• [TASK TO COMPLETE]: What you return should match the data below exactly, with no pictures in it.
START EXTRACTED MATERIAL
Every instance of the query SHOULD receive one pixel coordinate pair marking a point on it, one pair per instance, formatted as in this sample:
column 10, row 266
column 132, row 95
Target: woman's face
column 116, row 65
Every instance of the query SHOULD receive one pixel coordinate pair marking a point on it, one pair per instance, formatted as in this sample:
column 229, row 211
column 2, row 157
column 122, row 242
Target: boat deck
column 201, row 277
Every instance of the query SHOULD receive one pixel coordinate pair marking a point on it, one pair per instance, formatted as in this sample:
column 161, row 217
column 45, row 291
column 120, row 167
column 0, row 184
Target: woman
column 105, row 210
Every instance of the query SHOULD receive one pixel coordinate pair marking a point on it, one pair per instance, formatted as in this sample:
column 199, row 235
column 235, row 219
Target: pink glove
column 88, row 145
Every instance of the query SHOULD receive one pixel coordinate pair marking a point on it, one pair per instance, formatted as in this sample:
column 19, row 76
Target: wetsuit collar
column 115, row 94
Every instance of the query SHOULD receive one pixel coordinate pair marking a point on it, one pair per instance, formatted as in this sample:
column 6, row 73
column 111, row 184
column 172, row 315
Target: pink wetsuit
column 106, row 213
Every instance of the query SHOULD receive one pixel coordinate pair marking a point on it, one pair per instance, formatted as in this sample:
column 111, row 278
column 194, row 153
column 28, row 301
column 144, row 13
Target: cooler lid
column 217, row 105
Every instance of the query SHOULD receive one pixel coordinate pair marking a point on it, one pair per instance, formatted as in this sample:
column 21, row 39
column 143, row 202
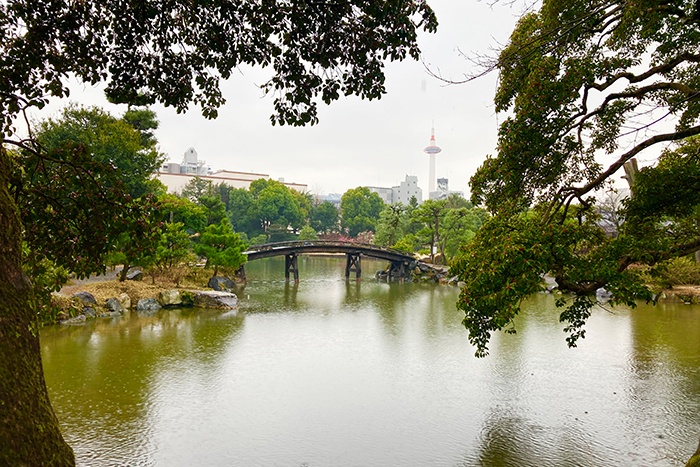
END EXTRACTED MATERIAL
• [WRITTEN RESPONSE]:
Every instance of the query SHOULD receive one pixel coordinate pair marking a point on it, one pair per instance, formatted as in this sample:
column 10, row 266
column 132, row 95
Target: woman's face
column 116, row 65
Every instance of the query SHOULD receive one pixel coordinate pair marking a point on it, one pair per instance, formatted as in this sample:
column 229, row 211
column 2, row 157
column 122, row 242
Target: boat deck
column 201, row 277
Every instance of the query SHOULD receive one pixel coordinate pair marking a point on it, one pair per instance, formatted as in this sample:
column 161, row 217
column 45, row 291
column 120, row 167
column 0, row 184
Target: woman
column 105, row 210
Every instance of the query SHOULD receive one pixel coordinate pair marking a point on it, one pair per instance, formatted as in this sample:
column 199, row 235
column 235, row 219
Target: pink glove
column 88, row 145
Every instance of the query SHOULD receive one pixel coordinate pair marking a point on it, one pair per instance, formatted as in this sample:
column 19, row 76
Target: wetsuit collar
column 115, row 94
Every instance of the query SHOULD receive one pixel coordinate pair marking a point on it, one pair per instance, formatted as in this sample:
column 6, row 73
column 111, row 184
column 172, row 315
Target: pink wetsuit
column 106, row 213
Every instance of the query SHOULD receive one pixel coordinate pair marking a point on it, one pair per instance, formatted as in this sample:
column 111, row 278
column 194, row 153
column 28, row 301
column 144, row 13
Target: cooler lid
column 217, row 105
Every instance of the query SHOULD receive one pixel coordinate pair marking a point on it, one pair per instance, formatted as in this sample:
column 21, row 39
column 143, row 202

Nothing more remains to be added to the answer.